### TASK OBJECTIVE
Gather every line of the rows below that contains the string "leather", and list those lines in the order in which they appear.

### THE INPUT
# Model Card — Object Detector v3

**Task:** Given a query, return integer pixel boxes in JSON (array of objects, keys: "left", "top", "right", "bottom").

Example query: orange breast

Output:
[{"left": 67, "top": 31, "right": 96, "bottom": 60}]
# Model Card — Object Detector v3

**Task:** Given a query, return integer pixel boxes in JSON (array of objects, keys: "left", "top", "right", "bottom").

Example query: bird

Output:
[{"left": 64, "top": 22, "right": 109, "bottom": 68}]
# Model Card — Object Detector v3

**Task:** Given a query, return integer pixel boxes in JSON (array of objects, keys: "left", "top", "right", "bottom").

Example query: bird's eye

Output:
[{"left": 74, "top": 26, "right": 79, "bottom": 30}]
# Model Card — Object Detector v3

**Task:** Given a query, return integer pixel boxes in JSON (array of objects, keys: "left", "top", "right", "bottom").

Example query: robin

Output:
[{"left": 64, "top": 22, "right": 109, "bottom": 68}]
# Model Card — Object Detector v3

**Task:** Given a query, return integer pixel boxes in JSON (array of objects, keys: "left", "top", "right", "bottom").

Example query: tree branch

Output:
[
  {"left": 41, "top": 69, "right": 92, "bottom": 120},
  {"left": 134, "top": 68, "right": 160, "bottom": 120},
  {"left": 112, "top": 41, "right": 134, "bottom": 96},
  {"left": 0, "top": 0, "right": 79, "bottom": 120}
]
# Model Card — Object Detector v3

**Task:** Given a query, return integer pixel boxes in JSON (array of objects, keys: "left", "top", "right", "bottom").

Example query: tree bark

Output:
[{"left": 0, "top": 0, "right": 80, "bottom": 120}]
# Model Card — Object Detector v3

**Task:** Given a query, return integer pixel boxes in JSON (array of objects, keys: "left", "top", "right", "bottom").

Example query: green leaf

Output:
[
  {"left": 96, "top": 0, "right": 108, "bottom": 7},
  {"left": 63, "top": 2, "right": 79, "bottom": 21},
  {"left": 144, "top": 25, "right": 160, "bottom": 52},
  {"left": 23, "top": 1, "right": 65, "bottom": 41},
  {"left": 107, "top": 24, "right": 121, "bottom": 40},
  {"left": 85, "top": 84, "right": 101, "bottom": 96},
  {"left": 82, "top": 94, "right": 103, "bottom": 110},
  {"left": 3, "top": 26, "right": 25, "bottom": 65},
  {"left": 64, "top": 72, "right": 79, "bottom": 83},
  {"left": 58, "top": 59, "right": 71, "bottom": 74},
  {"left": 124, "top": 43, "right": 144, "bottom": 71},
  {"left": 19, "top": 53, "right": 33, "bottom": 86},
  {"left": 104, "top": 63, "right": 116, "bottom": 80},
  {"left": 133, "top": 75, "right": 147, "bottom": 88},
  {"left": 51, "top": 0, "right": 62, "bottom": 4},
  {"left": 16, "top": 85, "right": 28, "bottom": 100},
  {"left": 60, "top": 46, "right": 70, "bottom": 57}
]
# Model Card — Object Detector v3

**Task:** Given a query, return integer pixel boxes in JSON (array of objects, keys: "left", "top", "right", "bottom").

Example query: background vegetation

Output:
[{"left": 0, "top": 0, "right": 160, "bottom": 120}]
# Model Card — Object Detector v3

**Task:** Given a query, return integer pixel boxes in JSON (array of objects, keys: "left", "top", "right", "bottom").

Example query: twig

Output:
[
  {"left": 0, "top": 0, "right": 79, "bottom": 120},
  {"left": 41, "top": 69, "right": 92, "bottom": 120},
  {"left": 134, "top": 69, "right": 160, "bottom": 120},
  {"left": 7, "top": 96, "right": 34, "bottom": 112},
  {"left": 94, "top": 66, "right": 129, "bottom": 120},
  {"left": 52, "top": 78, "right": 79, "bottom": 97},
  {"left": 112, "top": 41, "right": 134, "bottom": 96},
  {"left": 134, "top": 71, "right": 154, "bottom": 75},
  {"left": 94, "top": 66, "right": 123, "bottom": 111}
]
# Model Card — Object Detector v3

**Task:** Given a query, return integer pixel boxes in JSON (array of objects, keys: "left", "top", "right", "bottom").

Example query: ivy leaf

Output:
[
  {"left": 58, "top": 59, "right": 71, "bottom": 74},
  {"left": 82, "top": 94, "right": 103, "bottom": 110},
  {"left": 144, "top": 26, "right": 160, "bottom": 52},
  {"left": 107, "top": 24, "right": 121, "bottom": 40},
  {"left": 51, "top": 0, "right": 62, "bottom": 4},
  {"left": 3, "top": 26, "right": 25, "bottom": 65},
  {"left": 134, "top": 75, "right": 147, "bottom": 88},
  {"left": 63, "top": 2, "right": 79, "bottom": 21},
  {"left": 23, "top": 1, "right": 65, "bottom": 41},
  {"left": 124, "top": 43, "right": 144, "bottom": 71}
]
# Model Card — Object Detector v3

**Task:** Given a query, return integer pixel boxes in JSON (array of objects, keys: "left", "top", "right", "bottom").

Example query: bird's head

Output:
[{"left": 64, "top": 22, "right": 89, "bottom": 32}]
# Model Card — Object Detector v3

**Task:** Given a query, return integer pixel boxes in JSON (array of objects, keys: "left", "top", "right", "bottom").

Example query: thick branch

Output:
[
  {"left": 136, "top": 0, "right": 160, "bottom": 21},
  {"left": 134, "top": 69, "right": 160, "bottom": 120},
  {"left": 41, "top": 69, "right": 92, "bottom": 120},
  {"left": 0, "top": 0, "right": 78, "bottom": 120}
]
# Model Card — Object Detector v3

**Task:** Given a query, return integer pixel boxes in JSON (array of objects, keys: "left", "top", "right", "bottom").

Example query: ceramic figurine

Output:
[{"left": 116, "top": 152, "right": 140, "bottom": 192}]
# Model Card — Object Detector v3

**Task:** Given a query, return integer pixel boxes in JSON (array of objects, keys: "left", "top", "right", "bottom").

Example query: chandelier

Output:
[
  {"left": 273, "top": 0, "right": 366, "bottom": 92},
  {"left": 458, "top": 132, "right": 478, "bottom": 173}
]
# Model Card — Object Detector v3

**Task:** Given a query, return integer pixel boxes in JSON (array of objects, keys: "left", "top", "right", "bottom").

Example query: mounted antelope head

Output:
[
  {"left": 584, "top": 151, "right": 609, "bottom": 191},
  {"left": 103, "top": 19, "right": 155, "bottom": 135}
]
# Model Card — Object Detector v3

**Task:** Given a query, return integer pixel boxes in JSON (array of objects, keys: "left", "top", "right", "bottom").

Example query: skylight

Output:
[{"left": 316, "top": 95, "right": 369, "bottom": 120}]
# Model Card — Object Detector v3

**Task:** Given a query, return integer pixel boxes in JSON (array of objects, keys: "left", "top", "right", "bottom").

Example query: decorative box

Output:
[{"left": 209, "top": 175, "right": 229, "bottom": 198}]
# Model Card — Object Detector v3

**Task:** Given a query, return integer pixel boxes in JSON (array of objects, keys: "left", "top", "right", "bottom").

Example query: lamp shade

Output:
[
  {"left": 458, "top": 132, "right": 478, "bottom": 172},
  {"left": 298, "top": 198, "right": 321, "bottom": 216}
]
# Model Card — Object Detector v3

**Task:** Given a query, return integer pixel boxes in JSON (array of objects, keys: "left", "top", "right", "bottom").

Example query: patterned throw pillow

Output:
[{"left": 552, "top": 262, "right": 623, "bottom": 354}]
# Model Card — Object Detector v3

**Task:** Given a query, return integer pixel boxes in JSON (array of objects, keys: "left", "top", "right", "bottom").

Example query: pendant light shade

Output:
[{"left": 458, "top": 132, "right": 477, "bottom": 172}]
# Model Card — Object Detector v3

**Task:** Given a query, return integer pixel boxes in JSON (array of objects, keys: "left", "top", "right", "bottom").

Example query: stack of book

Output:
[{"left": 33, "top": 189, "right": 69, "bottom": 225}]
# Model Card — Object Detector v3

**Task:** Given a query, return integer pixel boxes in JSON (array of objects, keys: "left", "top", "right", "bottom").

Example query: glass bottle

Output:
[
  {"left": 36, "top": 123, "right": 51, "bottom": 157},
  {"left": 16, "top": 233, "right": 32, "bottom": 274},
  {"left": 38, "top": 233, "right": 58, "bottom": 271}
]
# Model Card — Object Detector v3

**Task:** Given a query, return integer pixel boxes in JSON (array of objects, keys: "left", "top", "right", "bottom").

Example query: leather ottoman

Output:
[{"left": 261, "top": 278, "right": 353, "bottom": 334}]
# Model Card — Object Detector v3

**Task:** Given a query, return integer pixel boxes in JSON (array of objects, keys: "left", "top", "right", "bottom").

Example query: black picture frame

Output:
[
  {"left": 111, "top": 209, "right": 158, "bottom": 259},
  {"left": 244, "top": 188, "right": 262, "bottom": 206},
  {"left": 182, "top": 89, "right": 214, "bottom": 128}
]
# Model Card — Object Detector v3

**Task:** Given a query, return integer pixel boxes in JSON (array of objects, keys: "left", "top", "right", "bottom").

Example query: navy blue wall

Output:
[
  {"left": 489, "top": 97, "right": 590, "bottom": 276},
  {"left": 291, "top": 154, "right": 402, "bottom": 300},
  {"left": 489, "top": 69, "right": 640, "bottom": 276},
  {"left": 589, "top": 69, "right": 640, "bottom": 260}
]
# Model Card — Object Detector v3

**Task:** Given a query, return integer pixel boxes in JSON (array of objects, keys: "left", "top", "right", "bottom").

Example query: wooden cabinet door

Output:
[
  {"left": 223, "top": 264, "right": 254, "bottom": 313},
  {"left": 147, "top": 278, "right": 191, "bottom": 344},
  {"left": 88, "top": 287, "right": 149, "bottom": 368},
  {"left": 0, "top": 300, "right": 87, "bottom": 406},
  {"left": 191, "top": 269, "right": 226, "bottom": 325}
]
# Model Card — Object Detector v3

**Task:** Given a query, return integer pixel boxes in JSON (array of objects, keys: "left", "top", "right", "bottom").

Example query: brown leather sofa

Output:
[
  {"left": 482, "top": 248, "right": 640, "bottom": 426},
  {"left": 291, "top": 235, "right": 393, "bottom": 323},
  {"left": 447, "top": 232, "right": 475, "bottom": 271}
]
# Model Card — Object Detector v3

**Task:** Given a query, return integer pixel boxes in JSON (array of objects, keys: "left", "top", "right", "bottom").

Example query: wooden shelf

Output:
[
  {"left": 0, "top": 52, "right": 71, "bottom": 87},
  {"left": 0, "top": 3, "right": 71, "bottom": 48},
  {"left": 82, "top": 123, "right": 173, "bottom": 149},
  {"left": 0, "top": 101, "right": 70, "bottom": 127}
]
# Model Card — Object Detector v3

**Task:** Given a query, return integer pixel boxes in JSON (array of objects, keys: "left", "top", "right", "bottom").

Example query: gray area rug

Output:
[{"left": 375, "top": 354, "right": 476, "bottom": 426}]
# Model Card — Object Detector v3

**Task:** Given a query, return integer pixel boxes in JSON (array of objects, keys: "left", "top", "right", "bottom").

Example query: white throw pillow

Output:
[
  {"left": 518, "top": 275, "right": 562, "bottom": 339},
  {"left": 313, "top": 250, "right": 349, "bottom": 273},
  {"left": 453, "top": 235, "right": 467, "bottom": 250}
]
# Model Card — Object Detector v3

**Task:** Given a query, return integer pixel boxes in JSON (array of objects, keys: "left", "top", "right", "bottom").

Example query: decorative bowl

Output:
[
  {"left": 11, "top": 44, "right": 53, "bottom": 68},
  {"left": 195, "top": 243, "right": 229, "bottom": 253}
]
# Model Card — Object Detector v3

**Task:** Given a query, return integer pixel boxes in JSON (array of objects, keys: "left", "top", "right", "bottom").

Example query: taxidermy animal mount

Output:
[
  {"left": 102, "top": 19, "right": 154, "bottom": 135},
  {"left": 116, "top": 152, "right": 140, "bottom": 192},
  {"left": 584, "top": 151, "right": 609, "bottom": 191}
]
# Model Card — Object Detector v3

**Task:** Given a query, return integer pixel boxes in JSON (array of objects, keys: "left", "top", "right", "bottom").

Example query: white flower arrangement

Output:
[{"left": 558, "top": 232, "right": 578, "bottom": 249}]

### CORRECT ANSWER
Example query: leather ottoman
Example query: brown leather sofa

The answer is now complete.